• The problem:
Take the data below and copy exactly the lines starting at the one with "distant person ->" and finishing at the one with "bicycle seat ->", both included.

• Material supplied:
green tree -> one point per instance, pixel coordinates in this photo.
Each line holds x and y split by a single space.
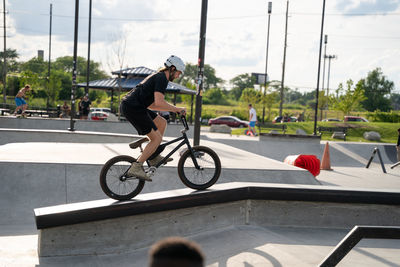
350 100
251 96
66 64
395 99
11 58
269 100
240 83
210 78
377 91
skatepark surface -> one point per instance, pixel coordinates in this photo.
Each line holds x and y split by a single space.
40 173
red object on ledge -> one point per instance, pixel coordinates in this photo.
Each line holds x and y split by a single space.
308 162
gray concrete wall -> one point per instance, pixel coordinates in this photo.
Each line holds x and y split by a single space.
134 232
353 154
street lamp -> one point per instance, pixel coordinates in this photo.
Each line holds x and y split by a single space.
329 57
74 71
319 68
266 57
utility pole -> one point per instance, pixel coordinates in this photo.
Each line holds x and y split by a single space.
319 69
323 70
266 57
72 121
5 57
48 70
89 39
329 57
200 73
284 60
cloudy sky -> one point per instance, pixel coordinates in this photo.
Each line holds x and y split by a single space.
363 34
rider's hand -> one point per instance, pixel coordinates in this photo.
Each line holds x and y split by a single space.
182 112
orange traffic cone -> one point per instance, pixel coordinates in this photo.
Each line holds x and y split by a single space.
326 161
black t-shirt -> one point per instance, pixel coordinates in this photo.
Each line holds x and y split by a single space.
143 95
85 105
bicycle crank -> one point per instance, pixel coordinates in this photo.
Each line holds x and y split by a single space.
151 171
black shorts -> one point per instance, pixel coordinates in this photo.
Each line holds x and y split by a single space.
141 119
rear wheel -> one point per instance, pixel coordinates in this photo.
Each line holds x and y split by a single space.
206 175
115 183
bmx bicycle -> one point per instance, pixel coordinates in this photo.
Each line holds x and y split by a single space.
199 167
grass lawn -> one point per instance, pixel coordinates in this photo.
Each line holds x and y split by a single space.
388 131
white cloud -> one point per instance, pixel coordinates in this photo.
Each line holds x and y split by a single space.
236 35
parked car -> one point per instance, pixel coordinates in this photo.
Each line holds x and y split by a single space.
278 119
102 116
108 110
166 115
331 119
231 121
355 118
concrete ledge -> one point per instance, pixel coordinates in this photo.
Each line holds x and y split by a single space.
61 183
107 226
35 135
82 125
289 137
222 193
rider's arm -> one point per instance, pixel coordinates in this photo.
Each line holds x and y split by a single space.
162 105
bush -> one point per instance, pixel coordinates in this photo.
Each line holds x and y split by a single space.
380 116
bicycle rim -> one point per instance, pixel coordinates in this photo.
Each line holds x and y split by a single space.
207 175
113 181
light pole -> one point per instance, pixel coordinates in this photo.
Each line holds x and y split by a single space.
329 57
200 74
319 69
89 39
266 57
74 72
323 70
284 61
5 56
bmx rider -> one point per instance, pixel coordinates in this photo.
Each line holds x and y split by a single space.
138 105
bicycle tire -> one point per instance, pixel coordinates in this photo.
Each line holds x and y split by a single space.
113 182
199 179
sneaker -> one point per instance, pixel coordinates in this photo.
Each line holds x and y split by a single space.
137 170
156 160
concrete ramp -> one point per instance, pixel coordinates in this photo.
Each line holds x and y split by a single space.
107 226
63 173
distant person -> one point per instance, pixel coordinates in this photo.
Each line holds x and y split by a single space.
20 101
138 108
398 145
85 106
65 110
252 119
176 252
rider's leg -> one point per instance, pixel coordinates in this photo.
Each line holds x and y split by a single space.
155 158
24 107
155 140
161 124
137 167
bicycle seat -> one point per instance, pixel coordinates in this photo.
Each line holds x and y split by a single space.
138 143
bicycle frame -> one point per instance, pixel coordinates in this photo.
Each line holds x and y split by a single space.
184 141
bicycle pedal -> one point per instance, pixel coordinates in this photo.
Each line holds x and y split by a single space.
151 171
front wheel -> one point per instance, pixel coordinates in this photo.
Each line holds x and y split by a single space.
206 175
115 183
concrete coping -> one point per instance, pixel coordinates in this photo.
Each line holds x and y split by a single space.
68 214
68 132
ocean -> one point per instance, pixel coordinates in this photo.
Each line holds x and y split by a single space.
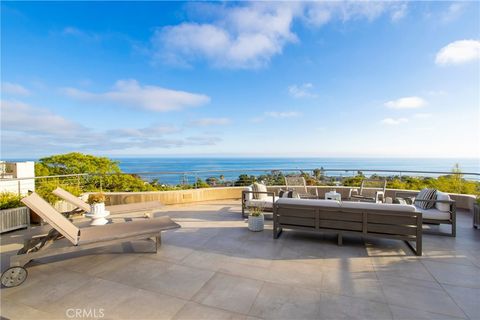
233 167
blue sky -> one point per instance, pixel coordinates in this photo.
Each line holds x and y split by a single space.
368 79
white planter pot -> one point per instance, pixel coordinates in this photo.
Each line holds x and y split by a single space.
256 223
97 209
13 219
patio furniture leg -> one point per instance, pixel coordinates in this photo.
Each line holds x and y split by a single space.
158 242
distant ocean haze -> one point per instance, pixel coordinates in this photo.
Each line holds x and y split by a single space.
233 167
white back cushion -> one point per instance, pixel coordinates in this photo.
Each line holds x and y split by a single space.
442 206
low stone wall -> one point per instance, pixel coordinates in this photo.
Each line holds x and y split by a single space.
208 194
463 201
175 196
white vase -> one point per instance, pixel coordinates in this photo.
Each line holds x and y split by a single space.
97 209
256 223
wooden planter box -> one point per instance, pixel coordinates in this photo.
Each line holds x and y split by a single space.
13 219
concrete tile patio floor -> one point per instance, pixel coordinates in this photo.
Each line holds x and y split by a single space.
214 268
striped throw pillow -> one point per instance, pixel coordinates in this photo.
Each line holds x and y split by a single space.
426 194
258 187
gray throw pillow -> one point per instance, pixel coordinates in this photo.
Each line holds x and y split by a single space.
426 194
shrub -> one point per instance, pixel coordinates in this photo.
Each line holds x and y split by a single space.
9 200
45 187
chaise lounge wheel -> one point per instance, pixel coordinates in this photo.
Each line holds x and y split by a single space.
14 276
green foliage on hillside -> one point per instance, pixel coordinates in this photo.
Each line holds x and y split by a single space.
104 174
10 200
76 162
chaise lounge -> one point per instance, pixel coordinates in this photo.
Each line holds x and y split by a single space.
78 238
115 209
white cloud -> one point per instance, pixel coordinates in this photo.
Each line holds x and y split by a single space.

• Expected answer:
distant person -> one point per instance, pixel coordinates in this photo.
Each line holds x and y split by a single space.
20 101
138 108
398 145
85 106
65 110
252 119
176 252
rider's leg -> one point per instance, pixel coordinates in this photo.
Each line holds x and y split by a single space.
155 158
24 107
155 140
161 124
137 167
bicycle seat -> one point per instance, pixel coordinates in this photo.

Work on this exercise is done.